[Region segmentation data]

>>>>>

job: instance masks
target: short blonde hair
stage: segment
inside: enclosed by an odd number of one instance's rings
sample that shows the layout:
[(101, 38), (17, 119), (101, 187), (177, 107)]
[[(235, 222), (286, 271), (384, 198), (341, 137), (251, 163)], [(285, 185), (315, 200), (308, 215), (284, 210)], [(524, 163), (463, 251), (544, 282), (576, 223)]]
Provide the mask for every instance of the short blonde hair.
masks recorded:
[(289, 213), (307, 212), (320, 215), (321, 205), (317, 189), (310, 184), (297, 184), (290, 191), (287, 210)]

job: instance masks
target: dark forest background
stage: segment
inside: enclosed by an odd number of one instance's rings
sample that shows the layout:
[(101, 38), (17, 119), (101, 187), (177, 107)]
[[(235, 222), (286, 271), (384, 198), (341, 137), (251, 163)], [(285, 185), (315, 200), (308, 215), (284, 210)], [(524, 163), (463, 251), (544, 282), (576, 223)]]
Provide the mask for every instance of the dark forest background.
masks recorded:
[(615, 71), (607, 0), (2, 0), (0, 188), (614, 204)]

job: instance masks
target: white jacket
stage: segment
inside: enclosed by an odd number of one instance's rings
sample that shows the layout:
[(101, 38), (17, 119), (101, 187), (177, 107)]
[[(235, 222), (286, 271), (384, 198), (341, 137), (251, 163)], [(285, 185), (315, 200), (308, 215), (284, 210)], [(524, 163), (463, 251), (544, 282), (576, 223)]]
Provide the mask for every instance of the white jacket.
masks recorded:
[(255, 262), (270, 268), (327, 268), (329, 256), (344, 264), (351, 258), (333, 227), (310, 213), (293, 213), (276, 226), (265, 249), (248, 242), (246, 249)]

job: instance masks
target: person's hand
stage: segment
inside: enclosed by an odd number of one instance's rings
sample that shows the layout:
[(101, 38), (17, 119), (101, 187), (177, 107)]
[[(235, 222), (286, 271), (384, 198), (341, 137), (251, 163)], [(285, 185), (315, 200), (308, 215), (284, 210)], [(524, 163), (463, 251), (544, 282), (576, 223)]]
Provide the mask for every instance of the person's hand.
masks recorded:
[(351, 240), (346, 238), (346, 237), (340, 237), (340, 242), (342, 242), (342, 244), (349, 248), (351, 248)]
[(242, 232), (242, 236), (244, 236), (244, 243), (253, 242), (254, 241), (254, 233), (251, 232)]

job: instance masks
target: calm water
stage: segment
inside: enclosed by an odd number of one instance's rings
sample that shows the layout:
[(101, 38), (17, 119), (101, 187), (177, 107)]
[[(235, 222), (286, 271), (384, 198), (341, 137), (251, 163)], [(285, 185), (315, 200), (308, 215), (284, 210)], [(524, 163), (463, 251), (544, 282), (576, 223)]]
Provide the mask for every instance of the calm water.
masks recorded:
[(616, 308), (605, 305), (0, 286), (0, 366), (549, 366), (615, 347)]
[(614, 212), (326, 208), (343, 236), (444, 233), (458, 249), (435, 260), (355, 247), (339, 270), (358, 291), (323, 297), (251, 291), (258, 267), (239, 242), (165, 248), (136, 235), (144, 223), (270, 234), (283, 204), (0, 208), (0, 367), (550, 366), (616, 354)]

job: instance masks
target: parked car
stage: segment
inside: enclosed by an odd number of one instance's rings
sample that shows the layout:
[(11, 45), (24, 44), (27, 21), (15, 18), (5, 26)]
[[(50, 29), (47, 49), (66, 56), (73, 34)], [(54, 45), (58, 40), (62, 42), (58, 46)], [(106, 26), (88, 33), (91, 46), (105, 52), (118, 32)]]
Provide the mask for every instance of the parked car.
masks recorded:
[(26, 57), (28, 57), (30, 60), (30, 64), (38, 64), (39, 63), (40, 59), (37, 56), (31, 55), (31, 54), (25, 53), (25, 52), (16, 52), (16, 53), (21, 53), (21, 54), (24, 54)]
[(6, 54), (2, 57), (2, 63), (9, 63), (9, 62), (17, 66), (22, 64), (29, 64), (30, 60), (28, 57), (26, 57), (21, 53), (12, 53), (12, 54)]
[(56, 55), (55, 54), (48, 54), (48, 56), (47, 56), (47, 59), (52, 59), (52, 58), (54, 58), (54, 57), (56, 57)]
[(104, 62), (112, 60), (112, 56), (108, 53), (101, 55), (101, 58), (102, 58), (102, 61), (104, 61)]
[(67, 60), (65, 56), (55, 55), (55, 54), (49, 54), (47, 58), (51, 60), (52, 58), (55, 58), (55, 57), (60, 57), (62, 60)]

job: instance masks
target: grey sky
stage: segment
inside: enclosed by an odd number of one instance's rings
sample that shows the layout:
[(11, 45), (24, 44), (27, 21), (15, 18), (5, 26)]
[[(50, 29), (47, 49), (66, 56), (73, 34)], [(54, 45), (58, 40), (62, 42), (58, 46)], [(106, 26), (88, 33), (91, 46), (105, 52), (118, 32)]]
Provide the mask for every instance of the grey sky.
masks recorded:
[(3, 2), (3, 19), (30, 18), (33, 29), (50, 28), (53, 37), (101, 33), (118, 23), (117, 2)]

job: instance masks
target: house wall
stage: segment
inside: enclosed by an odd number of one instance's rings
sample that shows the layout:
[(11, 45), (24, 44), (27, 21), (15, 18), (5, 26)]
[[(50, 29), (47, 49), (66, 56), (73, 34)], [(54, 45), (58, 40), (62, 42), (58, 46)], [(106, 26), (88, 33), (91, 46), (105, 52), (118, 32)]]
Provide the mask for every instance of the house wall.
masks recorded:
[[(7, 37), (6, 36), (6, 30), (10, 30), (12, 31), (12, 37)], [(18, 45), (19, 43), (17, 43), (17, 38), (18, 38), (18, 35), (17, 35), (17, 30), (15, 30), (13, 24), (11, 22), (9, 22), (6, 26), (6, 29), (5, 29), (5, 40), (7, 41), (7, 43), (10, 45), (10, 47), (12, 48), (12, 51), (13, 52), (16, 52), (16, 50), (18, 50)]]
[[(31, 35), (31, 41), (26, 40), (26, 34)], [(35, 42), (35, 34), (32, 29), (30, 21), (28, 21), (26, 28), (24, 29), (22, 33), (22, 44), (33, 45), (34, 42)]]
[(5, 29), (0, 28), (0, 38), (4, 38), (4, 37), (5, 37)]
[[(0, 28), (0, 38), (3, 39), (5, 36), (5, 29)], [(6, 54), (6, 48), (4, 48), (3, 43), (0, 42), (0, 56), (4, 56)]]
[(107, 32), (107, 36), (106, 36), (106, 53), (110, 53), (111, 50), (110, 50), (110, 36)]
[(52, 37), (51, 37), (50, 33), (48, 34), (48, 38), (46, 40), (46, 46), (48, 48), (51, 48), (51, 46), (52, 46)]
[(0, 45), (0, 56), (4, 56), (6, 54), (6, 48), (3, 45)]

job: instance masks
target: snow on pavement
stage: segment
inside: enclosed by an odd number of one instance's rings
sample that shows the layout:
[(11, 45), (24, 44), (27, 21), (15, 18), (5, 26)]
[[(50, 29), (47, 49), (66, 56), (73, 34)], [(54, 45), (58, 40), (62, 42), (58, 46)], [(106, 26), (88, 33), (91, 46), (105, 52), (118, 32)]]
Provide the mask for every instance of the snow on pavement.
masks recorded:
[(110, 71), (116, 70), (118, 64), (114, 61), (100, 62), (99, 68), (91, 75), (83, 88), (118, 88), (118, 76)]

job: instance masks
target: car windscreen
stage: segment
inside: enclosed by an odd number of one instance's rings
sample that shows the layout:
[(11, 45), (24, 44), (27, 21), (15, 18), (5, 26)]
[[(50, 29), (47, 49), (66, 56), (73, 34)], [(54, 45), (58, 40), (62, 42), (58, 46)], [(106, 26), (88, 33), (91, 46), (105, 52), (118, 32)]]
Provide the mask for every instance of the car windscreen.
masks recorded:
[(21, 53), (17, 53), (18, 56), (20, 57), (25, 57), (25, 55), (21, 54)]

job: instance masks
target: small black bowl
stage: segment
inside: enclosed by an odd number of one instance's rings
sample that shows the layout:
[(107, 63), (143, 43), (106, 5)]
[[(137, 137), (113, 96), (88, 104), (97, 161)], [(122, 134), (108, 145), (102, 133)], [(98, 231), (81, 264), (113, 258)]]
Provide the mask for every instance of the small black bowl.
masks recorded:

<<<<<

## THE EXERCISE
Rename "short blonde hair" to "curly brown hair" in the stretch of entries from the start of the records through the line containing "191), (287, 210)]", keeping everything else unchanged.

## SOLUTION
job: instance masks
target: curly brown hair
stage: segment
inside: enclosed by an odd number of one instance's rings
sample that shows the layout:
[(101, 38), (17, 119), (101, 187), (177, 107)]
[[(235, 222), (286, 271), (384, 198), (341, 137), (251, 163)], [(285, 185), (315, 200), (308, 215), (284, 210)], [(524, 163), (463, 251), (544, 282), (576, 223)]]
Provide the mask for every instance of the curly brown hair.
masks recorded:
[(289, 213), (307, 212), (320, 215), (321, 205), (317, 189), (310, 184), (297, 184), (290, 191), (287, 210)]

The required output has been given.